[START]
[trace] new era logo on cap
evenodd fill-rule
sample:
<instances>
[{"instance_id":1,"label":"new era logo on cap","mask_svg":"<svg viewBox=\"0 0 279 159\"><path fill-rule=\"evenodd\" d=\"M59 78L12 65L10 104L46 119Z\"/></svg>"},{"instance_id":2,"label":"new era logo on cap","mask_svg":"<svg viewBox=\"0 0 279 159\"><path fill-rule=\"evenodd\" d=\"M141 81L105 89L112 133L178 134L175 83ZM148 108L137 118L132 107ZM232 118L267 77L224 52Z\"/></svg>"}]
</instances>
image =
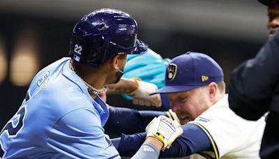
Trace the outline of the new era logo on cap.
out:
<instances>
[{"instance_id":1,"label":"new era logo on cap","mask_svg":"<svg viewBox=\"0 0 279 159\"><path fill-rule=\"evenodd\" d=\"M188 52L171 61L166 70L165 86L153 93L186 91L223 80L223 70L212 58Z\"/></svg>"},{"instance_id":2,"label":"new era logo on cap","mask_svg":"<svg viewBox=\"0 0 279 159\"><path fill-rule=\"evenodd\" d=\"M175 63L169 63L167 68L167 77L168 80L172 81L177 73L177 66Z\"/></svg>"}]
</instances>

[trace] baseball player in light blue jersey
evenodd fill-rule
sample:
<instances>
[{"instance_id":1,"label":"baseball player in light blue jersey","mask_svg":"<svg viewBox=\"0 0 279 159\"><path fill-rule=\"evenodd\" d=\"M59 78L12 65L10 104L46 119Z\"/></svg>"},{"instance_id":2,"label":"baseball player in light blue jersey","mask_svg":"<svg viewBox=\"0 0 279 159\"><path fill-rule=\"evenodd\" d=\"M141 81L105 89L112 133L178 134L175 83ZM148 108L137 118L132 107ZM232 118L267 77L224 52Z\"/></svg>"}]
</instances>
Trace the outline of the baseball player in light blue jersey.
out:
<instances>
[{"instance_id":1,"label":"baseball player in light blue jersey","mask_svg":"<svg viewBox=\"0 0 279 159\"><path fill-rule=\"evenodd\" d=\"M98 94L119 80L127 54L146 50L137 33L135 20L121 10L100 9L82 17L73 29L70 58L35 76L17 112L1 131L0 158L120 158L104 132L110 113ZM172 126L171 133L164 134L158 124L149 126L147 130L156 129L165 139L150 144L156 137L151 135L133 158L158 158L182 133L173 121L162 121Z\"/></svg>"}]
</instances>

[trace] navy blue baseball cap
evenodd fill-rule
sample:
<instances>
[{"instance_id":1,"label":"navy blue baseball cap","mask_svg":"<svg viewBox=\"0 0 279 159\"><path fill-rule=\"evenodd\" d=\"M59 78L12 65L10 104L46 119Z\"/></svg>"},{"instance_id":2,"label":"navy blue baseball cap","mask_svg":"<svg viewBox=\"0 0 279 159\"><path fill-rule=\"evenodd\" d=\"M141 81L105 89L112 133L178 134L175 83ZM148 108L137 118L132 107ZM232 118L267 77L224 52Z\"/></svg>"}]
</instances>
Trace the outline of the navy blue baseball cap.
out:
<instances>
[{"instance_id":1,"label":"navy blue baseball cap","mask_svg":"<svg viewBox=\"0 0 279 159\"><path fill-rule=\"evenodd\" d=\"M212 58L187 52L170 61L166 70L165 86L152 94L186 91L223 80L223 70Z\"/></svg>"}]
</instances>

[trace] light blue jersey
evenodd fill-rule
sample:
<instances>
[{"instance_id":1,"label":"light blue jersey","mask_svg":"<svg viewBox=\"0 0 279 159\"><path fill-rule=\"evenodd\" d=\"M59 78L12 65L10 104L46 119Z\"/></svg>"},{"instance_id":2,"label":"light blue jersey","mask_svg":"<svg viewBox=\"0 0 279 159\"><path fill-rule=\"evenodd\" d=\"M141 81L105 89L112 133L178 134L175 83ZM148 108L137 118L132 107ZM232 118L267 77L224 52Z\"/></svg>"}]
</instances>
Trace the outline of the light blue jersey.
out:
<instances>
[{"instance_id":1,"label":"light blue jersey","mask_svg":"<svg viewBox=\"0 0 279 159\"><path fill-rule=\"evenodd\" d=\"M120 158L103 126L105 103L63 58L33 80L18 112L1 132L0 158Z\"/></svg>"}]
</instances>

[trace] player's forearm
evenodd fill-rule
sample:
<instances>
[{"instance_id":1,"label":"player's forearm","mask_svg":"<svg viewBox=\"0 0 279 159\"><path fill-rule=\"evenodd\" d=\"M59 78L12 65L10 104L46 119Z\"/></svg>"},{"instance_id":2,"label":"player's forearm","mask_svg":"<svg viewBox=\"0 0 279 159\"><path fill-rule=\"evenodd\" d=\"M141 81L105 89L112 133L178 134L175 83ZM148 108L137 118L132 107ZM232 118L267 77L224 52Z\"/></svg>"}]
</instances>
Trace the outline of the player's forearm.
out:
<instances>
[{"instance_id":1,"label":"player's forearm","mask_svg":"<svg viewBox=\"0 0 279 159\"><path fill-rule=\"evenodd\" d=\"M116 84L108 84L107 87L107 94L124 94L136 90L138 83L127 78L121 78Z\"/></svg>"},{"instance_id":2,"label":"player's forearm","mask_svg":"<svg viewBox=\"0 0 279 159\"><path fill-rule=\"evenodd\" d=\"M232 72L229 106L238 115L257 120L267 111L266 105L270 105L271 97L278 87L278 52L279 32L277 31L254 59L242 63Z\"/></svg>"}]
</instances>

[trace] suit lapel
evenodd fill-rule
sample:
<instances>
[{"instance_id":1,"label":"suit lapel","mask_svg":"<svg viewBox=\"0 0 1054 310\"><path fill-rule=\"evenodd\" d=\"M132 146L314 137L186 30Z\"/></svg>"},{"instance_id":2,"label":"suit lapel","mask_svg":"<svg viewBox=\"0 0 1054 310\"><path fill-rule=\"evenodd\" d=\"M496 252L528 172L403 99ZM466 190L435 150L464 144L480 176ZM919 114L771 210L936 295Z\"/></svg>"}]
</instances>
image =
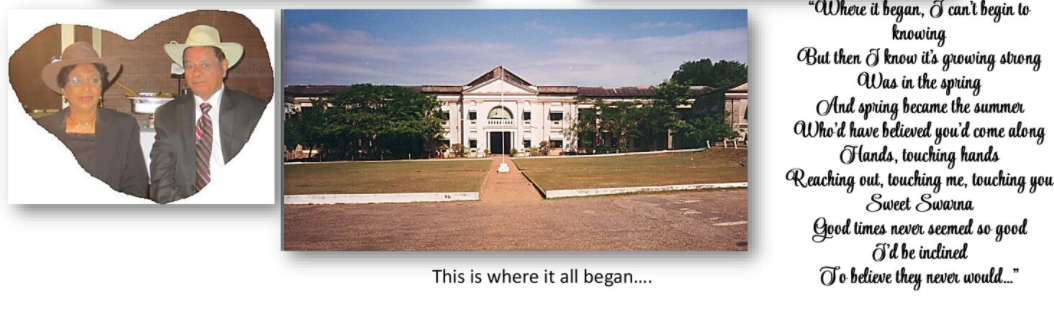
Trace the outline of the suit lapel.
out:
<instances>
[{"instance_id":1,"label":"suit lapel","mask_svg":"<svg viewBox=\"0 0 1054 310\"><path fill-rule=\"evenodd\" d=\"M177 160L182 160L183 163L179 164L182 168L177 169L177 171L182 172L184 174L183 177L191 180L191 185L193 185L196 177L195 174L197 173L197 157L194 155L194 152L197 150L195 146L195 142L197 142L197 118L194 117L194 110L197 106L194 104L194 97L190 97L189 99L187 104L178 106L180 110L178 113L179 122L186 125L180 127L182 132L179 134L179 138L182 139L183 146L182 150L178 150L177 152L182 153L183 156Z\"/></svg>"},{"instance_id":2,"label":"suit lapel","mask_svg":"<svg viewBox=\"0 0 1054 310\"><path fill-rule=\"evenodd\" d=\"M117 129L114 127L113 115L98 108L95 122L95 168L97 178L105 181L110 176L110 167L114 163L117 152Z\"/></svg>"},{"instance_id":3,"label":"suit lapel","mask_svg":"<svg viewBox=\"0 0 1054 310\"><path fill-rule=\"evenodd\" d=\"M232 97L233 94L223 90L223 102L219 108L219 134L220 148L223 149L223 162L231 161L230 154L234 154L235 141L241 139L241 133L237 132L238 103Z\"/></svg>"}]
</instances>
[END]
# Set problem:
Report, copied in full, every line of the material that contains the word "outline".

# Result of the exercise:
Trace the outline of the new era logo on cap.
Trace the outline of the baseball player in light blue jersey.
Trace the outline of the navy blue baseball cap.
Trace the outline of the light blue jersey.
Trace the outline of the player's forearm.
Trace the outline of the suit lapel.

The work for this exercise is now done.